[start of Selected excerpt]
# x...rhom



## STREGA (Mar 13, 2005)

hello out there in piranha land!!
i need this rhom to be identified!!
thanx


----------



## JorgeRemigio (Mar 31, 2005)

I have no idea....but GREAT fish!!!!


----------



## Cobra (Sep 25, 2004)

Yellow highback peruvian diamond xingu.
LOL just kidding...........who knows, do u know what region it is from? Otherwise its impossible to tell.


----------



## jan (Apr 24, 2004)

It's just a rhombeus. Without the collecting point you won't be able to tell what kind. But he looks great


----------



## Gordeez (Sep 21, 2003)

Its a rhombeus.









Seriously though, Like Jan said, without the river it was located from,
cant really pin-point it.


----------



## Fomoris (Mar 13, 2005)

Everything has been said









BTW, very nice Rhom









But wrong forum for an IDing...


----------



## Guru (Apr 20, 2004)

how big is it


----------



## Joga Bonito (Oct 30, 2004)

a rhom is a rhom


----------



## STREGA (Mar 13, 2005)

THE X- RHOM is 7 inches long,it comes from eastern brazil that is all i know.


----------



## STREGA (Mar 13, 2005)

thanks henry for your input, that is really an intelligent reply!!


----------



## Joga Bonito (Oct 30, 2004)

STREGA said:


> thanks henry for your input, that is really an intelligent reply!!
> [snapback]1094078[/snapback]​


no problem


----------
[end of Selected excerpt]
[start of Supplied material]
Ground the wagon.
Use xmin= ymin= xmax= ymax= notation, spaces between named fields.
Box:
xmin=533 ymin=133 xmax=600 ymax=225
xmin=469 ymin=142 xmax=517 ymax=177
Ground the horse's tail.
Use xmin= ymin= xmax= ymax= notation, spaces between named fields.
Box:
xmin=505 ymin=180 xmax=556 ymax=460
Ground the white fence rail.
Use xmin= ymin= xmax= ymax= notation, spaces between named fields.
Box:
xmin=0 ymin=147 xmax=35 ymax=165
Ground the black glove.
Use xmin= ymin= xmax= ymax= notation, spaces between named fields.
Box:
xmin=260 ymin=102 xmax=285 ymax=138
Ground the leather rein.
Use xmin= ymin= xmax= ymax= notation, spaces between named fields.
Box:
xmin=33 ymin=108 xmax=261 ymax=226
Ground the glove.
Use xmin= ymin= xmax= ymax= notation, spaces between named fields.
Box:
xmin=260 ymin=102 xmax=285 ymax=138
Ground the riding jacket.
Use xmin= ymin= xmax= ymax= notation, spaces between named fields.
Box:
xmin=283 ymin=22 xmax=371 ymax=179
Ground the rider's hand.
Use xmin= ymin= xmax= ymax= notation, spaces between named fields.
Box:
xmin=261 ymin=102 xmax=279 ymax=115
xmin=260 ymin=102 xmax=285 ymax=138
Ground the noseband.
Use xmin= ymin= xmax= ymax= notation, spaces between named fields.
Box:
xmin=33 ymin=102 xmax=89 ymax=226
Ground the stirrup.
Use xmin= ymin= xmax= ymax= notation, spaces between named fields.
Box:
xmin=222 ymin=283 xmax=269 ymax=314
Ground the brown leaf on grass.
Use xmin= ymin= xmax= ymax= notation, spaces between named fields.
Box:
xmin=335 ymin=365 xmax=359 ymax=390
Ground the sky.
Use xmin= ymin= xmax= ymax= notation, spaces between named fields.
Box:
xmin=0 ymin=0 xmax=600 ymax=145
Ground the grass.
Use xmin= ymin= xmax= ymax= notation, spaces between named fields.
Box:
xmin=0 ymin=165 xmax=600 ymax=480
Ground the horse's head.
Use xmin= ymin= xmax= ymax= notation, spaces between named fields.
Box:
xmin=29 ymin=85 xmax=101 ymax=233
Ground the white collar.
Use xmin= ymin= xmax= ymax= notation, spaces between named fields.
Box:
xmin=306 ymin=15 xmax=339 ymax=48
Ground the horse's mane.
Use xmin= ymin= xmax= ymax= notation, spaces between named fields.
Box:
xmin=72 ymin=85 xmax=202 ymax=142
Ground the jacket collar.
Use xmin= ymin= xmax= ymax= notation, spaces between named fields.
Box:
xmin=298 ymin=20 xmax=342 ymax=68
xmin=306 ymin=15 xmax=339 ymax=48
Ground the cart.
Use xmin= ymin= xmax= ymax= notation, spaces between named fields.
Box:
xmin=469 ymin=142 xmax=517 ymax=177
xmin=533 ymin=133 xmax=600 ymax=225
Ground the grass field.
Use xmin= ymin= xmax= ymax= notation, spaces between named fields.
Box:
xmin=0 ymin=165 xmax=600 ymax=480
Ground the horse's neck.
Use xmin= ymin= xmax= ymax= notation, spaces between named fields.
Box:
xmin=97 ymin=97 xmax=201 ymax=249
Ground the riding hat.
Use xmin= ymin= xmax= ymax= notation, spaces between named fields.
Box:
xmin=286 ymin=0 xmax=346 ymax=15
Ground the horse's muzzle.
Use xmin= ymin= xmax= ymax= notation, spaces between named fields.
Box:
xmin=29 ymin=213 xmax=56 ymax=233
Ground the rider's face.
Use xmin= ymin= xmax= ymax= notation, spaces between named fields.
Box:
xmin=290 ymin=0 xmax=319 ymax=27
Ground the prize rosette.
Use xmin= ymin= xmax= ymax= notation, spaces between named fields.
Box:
[end of Supplied material]
Objectives ->
**1.** Answer these from the piranha forum thread:
(a) How long does STREGA say the fish is?
(b) What region does STREGA say the fish comes from?
(c) According to jan, what is needed to tell what kind of rhombeus it is?
**2.** Repeat the stretch of the piranha forum thread from "## Cobra (Sep" through "impossible to tell.".

The results ->
**1.**
(a) 7 inches
(b) Eastern Brazil
(c) The collecting point

**2.**
## Cobra (Sep 25, 2004)

Yellow highback peruvian diamond xingu.
LOL just kidding...........who knows, do u know what region it is from? Otherwise its impossible to tell.